══ Given data ══
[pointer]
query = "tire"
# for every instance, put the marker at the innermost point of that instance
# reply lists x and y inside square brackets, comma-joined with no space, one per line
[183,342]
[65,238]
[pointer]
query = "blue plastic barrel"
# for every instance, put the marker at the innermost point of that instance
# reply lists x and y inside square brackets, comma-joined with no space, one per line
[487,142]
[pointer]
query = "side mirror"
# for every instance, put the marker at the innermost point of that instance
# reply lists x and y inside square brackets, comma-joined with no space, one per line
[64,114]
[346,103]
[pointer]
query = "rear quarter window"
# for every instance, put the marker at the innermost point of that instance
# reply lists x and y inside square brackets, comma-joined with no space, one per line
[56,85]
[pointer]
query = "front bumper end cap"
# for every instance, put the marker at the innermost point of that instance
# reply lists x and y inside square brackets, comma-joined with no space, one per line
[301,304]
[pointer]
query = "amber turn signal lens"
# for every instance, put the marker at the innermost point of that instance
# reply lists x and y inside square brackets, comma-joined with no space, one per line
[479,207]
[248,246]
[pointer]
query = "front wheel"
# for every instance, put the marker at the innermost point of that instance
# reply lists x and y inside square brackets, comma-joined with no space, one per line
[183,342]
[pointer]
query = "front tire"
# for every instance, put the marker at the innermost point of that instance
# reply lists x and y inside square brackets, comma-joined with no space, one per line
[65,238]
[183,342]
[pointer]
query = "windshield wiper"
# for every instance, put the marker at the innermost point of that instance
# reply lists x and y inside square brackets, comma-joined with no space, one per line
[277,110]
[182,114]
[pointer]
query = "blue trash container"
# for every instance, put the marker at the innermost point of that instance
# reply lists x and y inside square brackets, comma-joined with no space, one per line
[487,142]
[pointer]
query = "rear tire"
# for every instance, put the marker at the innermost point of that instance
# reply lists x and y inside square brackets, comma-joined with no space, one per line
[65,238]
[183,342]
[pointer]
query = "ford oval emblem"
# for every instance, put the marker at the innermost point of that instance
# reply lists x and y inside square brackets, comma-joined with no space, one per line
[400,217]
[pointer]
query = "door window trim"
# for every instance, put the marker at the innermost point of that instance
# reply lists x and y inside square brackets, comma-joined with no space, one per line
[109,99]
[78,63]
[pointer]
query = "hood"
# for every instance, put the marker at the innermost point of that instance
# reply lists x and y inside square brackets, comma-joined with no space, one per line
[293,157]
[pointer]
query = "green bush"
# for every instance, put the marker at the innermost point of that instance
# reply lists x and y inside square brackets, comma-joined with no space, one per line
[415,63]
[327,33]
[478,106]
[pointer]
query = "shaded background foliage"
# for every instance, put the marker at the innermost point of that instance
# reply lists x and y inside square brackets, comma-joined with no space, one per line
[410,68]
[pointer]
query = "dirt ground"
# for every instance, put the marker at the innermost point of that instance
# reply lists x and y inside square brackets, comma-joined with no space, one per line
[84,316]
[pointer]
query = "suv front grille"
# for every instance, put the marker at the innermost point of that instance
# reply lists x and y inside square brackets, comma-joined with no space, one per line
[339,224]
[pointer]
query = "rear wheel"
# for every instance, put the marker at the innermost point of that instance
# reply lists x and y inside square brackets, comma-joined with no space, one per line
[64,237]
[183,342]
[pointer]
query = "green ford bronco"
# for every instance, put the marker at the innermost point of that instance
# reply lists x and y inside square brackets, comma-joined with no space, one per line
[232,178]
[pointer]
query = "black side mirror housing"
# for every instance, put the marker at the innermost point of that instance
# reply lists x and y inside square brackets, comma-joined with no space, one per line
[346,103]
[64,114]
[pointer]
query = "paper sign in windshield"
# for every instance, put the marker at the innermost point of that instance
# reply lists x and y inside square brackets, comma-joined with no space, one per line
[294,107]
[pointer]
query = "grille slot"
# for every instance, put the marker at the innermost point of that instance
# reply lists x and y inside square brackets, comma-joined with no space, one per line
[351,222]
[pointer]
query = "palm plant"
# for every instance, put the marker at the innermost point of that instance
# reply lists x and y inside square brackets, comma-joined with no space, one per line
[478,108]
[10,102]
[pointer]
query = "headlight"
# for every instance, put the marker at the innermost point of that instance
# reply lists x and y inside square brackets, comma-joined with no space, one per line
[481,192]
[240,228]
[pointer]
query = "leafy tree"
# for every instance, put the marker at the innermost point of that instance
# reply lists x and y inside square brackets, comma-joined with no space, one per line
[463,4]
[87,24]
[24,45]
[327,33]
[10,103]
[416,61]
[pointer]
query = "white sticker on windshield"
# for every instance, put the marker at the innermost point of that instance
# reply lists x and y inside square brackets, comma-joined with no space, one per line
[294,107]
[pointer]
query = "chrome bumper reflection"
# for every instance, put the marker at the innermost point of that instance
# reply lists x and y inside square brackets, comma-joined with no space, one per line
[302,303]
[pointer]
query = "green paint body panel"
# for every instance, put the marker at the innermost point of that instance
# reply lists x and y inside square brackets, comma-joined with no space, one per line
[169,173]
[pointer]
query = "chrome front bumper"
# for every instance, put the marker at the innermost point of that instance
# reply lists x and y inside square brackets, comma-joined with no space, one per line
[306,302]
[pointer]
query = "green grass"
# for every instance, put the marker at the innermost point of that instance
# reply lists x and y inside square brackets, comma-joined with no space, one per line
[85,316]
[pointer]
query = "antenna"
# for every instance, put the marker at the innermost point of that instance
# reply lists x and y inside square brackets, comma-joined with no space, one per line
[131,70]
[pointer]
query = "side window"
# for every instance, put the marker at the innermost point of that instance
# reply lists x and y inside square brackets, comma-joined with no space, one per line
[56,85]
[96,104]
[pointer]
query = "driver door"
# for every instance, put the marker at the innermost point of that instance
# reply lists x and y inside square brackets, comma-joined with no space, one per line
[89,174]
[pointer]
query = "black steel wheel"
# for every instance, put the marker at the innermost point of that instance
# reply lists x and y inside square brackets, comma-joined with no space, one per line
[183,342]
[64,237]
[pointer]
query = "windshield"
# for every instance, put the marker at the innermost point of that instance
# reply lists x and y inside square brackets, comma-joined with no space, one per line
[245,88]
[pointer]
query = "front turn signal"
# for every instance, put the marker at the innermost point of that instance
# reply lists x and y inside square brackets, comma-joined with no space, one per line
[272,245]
═══
══ Given data ══
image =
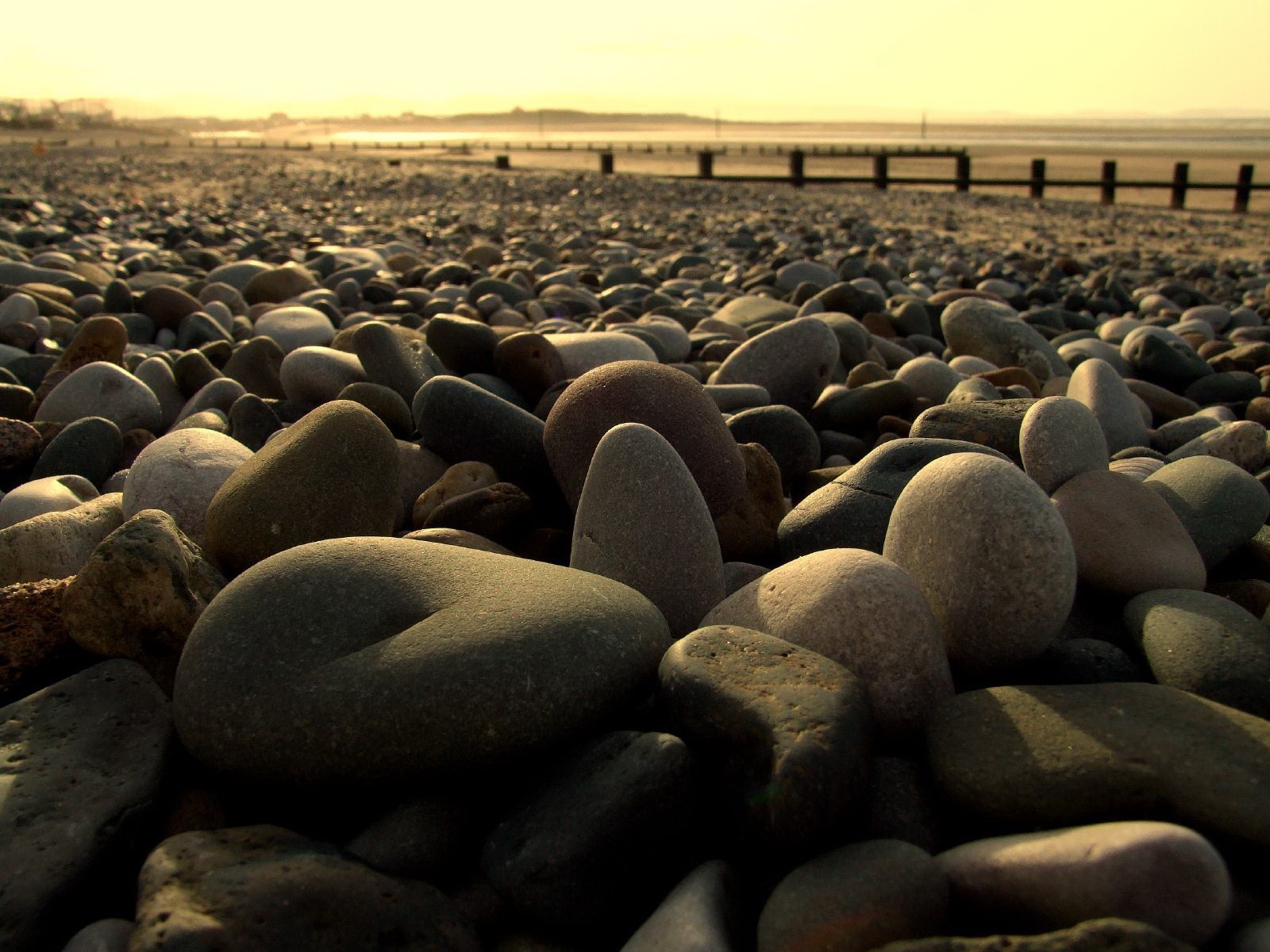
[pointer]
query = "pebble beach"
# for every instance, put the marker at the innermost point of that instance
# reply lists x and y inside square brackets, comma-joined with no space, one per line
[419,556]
═══
**Your objective:**
Show every line in the records above that contains the word "wheel", treating uppercase and lowercase as different.

**Problem solution:**
query = "front wheel"
query = "rear wheel"
query = "black steel wheel"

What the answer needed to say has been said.